=== Section Start ===

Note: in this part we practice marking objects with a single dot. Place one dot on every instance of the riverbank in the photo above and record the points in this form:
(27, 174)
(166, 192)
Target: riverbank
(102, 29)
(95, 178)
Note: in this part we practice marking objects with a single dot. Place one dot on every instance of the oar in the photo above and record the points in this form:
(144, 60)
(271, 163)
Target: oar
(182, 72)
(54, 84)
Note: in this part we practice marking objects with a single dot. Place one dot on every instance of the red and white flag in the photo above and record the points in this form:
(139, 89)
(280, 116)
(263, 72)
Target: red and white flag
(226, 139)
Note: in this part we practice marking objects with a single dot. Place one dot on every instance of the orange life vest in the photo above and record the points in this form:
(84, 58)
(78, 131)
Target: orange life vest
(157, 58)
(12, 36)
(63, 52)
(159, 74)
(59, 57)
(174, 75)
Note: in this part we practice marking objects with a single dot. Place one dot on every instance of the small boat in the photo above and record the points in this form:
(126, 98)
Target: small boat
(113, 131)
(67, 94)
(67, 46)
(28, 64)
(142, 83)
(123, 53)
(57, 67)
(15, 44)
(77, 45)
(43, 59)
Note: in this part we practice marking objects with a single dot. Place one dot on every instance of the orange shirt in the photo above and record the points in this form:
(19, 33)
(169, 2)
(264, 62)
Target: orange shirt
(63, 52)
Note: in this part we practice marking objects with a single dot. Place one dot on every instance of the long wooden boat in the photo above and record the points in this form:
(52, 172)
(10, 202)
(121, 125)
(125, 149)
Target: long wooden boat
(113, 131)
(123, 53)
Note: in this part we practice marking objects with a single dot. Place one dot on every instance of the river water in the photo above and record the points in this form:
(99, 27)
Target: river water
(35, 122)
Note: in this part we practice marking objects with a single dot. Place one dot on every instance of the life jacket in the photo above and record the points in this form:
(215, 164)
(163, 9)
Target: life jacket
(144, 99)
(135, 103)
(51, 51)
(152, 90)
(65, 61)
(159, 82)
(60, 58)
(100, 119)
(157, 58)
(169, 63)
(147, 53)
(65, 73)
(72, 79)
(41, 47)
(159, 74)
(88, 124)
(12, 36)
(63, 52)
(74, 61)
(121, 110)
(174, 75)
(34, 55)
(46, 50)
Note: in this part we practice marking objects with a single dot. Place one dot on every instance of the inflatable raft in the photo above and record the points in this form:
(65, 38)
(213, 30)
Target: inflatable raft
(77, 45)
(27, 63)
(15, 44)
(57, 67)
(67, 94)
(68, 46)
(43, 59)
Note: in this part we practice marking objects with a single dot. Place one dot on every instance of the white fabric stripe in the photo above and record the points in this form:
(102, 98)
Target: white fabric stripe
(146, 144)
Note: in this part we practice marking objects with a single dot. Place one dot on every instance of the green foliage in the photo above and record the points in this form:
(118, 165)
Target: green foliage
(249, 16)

=== Section End ===

• _What the exercise asks_
Each entry above must be repeated exactly, with nothing dropped.

• _Solution to this problem_
Note: in this part we practice marking objects with a single dot. Place one dot on every instance of the riverbank in the photo above and record the points in this form:
(27, 174)
(166, 192)
Target: riverbank
(102, 29)
(95, 178)
Note: in this part we practice marking objects with a single dot. Place one dot on every instance of the oar in the photo above and record the points in this form:
(144, 60)
(271, 163)
Target: oar
(182, 72)
(54, 84)
Note: in this part we practice marking objects with a single dot. Place one dot on every instance of the red and white flag in the photo above and record the points in this form:
(139, 89)
(280, 116)
(263, 72)
Target: red and white flag
(226, 139)
Note: in this part we practice marking objects with a single dot. Place one dot on every instance of the orange life vest in the photo above and record the points in this form:
(84, 58)
(78, 131)
Target: orange life vest
(157, 58)
(12, 36)
(63, 52)
(159, 74)
(59, 57)
(174, 75)
Note: in this part we practice marking objects with a single dot. Place one dot on every instance of the small boat in the photo above and record the points in this form:
(126, 98)
Target: small boat
(113, 131)
(67, 94)
(67, 46)
(28, 64)
(142, 83)
(123, 53)
(57, 67)
(15, 44)
(77, 45)
(43, 59)
Note: in this part we practice marking objects with a single dot. Place one dot on every instance of the orange shirt in the photo above and record the points in this form:
(19, 33)
(169, 2)
(264, 62)
Target: orange shirt
(63, 52)
Note: in this part we practice marking objects with a single dot. Place one dot on every instance of the long wooden boat in the photo above and record the points in this form:
(52, 172)
(10, 202)
(121, 125)
(125, 149)
Target: long wooden boat
(113, 131)
(123, 53)
Note: in this part we practice marking objects with a single dot. Place one dot on every instance of the river water in the photo above and record the points in this form:
(99, 27)
Target: river water
(35, 122)
Note: in this part we practice marking objects with a single dot. Place one dot on every instance of the life jacket in the photo above and record the points in this form:
(215, 164)
(163, 9)
Target: life jacket
(144, 99)
(135, 103)
(51, 51)
(152, 90)
(65, 61)
(159, 82)
(60, 58)
(100, 119)
(157, 58)
(169, 63)
(147, 53)
(65, 73)
(72, 79)
(41, 47)
(159, 74)
(88, 124)
(12, 36)
(63, 52)
(74, 61)
(121, 110)
(174, 75)
(34, 55)
(46, 50)
Note: in this part we practice marking objects with a single dot. Place one dot on every instance of the inflatable raft in the photo above and record the points in this form:
(65, 38)
(213, 30)
Target: inflatable raft
(77, 45)
(27, 63)
(15, 44)
(57, 67)
(67, 94)
(68, 46)
(43, 59)
Note: in this part we practice marking objects with a single dot. Place one dot on every instance of the white fabric stripe in the photo above and record the points in this form:
(102, 98)
Target: white fabric stripe
(146, 144)
Note: in this part we practice marking objects with a single dot. Place one dot on every instance of the green foliage in the photo above and record the points in this form:
(118, 165)
Target: green foliage
(249, 16)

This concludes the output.